What is expected:
Show each line of the data below that contains the word "boats", copied in full.
····················
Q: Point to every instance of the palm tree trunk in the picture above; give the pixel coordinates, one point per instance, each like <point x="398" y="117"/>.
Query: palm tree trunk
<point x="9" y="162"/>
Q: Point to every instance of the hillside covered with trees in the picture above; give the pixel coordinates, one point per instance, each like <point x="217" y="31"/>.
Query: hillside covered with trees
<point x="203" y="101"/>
····················
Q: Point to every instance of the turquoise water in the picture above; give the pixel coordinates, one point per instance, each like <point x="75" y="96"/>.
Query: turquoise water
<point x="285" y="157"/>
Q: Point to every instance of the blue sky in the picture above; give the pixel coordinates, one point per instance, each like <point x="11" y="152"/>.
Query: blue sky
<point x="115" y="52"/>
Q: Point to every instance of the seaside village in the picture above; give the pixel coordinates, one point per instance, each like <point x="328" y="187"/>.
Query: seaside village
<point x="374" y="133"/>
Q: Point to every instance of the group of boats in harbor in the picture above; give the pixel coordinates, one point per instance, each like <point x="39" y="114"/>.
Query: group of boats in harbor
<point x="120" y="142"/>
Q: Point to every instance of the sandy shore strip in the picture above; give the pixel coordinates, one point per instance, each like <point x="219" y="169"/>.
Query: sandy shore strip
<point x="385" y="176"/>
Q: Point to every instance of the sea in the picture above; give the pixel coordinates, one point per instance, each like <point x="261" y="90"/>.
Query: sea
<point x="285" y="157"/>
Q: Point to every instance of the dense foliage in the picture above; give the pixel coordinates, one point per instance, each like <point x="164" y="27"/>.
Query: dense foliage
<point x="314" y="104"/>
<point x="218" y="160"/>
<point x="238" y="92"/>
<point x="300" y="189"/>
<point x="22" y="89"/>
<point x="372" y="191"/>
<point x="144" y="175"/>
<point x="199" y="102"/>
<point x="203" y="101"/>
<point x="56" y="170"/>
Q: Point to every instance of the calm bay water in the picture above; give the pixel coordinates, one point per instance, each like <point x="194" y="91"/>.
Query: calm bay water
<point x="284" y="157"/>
····················
Correct answer:
Q: Point to every instance of the group of boats in harbor in the picture above; give the pixel coordinates, one point per instance, each like <point x="39" y="114"/>.
Query: group of boats in harbor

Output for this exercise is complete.